=== DATA PROVIDED ===

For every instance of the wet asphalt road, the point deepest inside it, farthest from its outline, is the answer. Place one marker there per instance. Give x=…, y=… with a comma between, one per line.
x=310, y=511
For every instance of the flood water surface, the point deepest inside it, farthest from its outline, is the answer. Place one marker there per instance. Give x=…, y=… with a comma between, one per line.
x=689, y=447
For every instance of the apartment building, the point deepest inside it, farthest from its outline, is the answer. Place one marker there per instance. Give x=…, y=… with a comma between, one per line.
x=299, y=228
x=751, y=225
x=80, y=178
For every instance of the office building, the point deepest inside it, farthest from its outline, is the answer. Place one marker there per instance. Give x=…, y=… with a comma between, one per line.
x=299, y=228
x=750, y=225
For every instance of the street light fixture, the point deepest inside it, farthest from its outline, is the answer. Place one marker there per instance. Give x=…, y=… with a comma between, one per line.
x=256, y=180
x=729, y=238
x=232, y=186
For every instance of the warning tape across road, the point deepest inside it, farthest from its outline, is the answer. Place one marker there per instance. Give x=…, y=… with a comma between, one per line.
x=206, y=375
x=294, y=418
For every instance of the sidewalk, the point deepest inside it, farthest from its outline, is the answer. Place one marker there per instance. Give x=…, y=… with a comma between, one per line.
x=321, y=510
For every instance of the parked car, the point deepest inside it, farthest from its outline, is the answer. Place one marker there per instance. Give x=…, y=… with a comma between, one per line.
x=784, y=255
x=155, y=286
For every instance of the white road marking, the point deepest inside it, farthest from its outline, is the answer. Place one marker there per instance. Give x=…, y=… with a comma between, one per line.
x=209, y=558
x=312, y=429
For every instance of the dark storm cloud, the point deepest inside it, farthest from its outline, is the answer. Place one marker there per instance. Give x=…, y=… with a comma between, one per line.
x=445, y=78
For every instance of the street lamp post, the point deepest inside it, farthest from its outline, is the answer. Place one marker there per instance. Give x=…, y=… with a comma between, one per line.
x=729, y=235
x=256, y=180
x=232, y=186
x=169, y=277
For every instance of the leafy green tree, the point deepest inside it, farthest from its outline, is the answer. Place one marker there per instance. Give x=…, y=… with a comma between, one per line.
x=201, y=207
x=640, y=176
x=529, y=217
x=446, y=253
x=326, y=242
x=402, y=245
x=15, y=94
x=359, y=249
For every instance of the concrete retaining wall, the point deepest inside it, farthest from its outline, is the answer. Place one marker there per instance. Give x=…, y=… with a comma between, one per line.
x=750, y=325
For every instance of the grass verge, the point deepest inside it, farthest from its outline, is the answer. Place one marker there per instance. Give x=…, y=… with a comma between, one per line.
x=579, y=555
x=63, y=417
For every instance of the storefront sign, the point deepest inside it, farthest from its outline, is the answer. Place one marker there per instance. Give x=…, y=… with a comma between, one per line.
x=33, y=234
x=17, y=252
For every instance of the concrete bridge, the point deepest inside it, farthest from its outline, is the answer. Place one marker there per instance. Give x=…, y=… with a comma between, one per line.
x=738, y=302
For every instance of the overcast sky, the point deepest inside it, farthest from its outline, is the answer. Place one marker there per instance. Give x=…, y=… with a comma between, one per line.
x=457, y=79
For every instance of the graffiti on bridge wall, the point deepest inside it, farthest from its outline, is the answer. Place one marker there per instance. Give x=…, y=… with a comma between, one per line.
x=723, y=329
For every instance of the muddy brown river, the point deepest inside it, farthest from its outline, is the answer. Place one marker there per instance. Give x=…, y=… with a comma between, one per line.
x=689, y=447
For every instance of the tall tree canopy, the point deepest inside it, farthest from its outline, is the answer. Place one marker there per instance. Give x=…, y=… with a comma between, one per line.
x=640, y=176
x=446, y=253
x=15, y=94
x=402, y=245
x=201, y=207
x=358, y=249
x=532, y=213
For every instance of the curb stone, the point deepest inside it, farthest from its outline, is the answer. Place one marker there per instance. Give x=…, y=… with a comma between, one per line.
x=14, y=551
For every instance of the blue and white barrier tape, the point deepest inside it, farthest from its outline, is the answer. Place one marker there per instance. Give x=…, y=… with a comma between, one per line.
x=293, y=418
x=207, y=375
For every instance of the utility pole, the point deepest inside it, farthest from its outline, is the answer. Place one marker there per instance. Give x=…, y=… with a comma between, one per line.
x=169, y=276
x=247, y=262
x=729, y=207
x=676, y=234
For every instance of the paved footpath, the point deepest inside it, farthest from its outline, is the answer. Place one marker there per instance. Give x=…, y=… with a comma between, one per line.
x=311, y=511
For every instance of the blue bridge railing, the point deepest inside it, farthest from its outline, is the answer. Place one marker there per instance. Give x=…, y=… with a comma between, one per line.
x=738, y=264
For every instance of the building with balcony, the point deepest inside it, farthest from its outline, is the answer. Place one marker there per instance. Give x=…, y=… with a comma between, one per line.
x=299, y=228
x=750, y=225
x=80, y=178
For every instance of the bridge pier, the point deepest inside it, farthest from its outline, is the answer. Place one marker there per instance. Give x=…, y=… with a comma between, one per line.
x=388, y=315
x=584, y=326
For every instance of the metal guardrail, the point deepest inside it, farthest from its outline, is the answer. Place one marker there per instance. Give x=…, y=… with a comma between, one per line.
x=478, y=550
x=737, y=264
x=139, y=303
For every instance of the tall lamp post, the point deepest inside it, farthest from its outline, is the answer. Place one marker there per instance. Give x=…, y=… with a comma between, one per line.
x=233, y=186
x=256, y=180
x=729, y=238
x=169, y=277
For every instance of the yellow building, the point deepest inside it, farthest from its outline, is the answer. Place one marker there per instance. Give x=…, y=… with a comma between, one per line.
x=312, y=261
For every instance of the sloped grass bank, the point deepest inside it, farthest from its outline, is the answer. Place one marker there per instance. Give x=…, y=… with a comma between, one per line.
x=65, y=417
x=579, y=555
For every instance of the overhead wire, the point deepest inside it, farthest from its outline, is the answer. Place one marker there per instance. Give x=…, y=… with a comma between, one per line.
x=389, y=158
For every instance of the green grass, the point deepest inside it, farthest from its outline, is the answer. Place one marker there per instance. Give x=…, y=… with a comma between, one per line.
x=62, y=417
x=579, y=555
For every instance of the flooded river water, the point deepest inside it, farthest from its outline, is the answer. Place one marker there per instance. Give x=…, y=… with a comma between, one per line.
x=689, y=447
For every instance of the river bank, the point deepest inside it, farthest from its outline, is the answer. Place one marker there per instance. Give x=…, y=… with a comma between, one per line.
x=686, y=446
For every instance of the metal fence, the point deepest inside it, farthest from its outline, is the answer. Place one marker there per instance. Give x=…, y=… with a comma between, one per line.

===

● **EXERCISE GOAL**:
Transcribe all of the data above, keeping each line exactly as it stands.

● **RESULT**:
For every instance of the wet asphalt road, the point deepest inside it, farthest from its outline, is the answer. Place one marker there per instance. Give x=…, y=… with a comma between, one per line.
x=310, y=511
For every instance of the flood water surface, the point deepest inside it, farthest from its outline, is the answer. Place one marker there per instance. Give x=…, y=… with a comma between, one per line.
x=689, y=447
For every instance of the apartment building, the point deepest inside it, farthest from its outline, is the answer. Place one marker there per instance. Give x=…, y=… with a comma between, one per line.
x=299, y=228
x=751, y=225
x=80, y=178
For every instance of the office building, the point deepest inside it, farthest from its outline, is the answer. Place one marker there per instance. Give x=…, y=… with a comma between, one per line.
x=299, y=228
x=750, y=225
For every instance of the street light fixture, the point deepest inside it, farthest from its outline, is the answer. Place one marker there per instance. Give x=…, y=… with a comma between, one per line.
x=256, y=180
x=729, y=238
x=232, y=186
For every instance of the warning tape across road, the point deepest inside it, farthest from its outline, is the answer. Place one marker there per instance. Give x=…, y=… with a comma between, one per line.
x=206, y=375
x=294, y=418
For every instance of the sidewalk, the point deepest inside it, farthest from its outline, is the answer. Place one marker there per instance. Give x=…, y=… with a comma between, one per line.
x=321, y=510
For every instance of the parked car, the point deepest inside it, farthest from its outline, is the answer. Place one marker there per instance. Give x=…, y=… with a comma between, one per line.
x=784, y=255
x=155, y=286
For every instance of the white road marking, the point deepest inside it, farthest from its outline, is the answer. Place one marker there per instance. Give x=…, y=… with a comma between, one per line.
x=209, y=558
x=312, y=429
For every instance of the dark storm cloud, the point deepest inside it, farthest from its outline, is the answer. Place one marker there per instance. Give x=…, y=… with a comma between, one per line.
x=445, y=78
For every instance of the street lamp post, the point deepest inside it, farthest from its outline, is the answer. Place one marker there per instance. Give x=…, y=… with a comma between, one per line.
x=729, y=235
x=256, y=180
x=232, y=186
x=169, y=277
For every instance of the leafy green tree, the point deepest inside it, farthest from its outline, is the answer. Place one marker there per instance. Give x=…, y=… with a comma between, one per line.
x=201, y=207
x=640, y=176
x=529, y=217
x=446, y=253
x=326, y=242
x=402, y=245
x=15, y=94
x=359, y=249
For every instance of the concrete retaining wall, the point deepest inside it, farthest from its outline, is the answer. Place one marker there per instance. Give x=…, y=… with a comma between, one per line.
x=750, y=325
For every instance of the grass verge, the point deepest inside it, farthest from its outline, is the answer. Place one marker there per instance. Give x=…, y=… with a comma between, one per line.
x=579, y=555
x=63, y=417
For every instance of the storefront sign, the point deepest inside it, farthest from its outline, is the answer. Place one marker there per instance. Give x=…, y=… with a comma between, one per line.
x=33, y=234
x=17, y=252
For every instance of the concrete bridge, the point deepest inside it, farthest from its outline, is the answer. Place one marker there per instance. Give x=…, y=… with a comma between, one per line.
x=738, y=302
For every instance of the overcast sky, the point deepest inside it, farthest from its outline, is the answer. Place one marker there per instance. Give x=…, y=… with a comma between, one per line.
x=457, y=79
For every instance of the graffiti on bridge wall, the point deepest inside it, farthest from its outline, is the answer. Place one marker there per instance. Give x=…, y=… with a comma between, one per line.
x=723, y=329
For every instance of the muddy brown river, the point deepest inside it, farthest from its outline, is the answer. Place one marker there per instance. Give x=…, y=… with a comma between, one per line.
x=689, y=447
For every instance of the tall tree canopy, the point deepest inside it, farthest from its outline, is the answer. Place one marker there per instance. Give x=…, y=… with a comma between, one per line.
x=640, y=176
x=446, y=253
x=15, y=94
x=402, y=245
x=201, y=207
x=358, y=249
x=532, y=213
For every instance of the curb stone, the point deepest inside it, farthest from its outline, is the answer. Place one marker there per instance. Give x=…, y=… with a comma between, one per line.
x=14, y=551
For every instance of the blue and white barrier tape, the point deepest inside it, farthest from its outline, is the answer. Place one marker there per instance. Give x=…, y=… with a comma between, one per line.
x=293, y=418
x=207, y=375
For every instance of the utility pole, the point deepest inside it, farthest from its outline, is the answer. Place one marker there per instance. Give x=…, y=… with a comma between, one per line.
x=169, y=276
x=247, y=262
x=729, y=207
x=676, y=234
For every instance of the paved footpath, the point deepest inside it, farthest from its outline, is the answer. Place one marker there per instance. Give x=…, y=… with a comma between, one per line.
x=311, y=511
For every instance of the blue bridge railing, the point deepest inside it, farthest from its outline, is the answer. Place one marker there per instance. Give x=…, y=… with a comma between, one per line.
x=738, y=264
For every instance of the building with balcony, the point deepest inside it, farthest from its outline, is the answer. Place one marker there per instance. Give x=…, y=… with a comma between, one per line.
x=299, y=228
x=750, y=225
x=80, y=178
For every instance of the bridge pier, the point deepest inside it, farthest from its outline, is the answer. Place one marker there per instance. Give x=…, y=… with a comma between, one per line.
x=388, y=315
x=584, y=326
For every instance of the metal guardrail, the point deepest inside it, farthest from its outline, is the answer. Place one marker there per instance. Give x=…, y=… with a comma between, one per line.
x=478, y=550
x=737, y=264
x=139, y=303
For every instance of the tall lamp post, the point deepest inside it, farthest from its outline, is the answer. Place one marker there per instance. Give x=…, y=… with a comma between, one per line.
x=233, y=186
x=256, y=180
x=729, y=238
x=169, y=277
For every instance of the yellow building, the point deepest inside it, farthest from its outline, is the answer. Place one marker there per instance. Give x=…, y=… with a comma between, one per line.
x=312, y=261
For every instance of the sloped grass bank, the point deepest inside it, farthest from its outline, is the answer. Place one marker there per instance. Give x=…, y=… with a comma between, one per line.
x=65, y=417
x=579, y=555
For every instance of the overhead wire, the point deepest inside it, farthest from its outline, is the answer. Place one marker there per instance. Give x=…, y=… with a comma between, one per line.
x=389, y=158
For every instance of the green grass, the point deepest inside it, farthest from its outline, is the answer. Place one marker there per instance. Give x=…, y=… with a comma between, one per line.
x=62, y=417
x=579, y=555
For every instance of the flooded river water, the point deepest inside it, farthest from its outline, is the answer. Place one marker there per instance. Give x=…, y=… with a comma between, one per line.
x=689, y=447
For every instance of the river bank, the point deepest inside it, farthest from its outline, is the answer. Place one marker there per instance. Give x=…, y=… with a comma between, one per line.
x=686, y=446
For every instance of the metal fence, the point deepest inside it, farthest from its outline, is the answer. Place one marker there per instance. Give x=…, y=… with a comma between, one per line.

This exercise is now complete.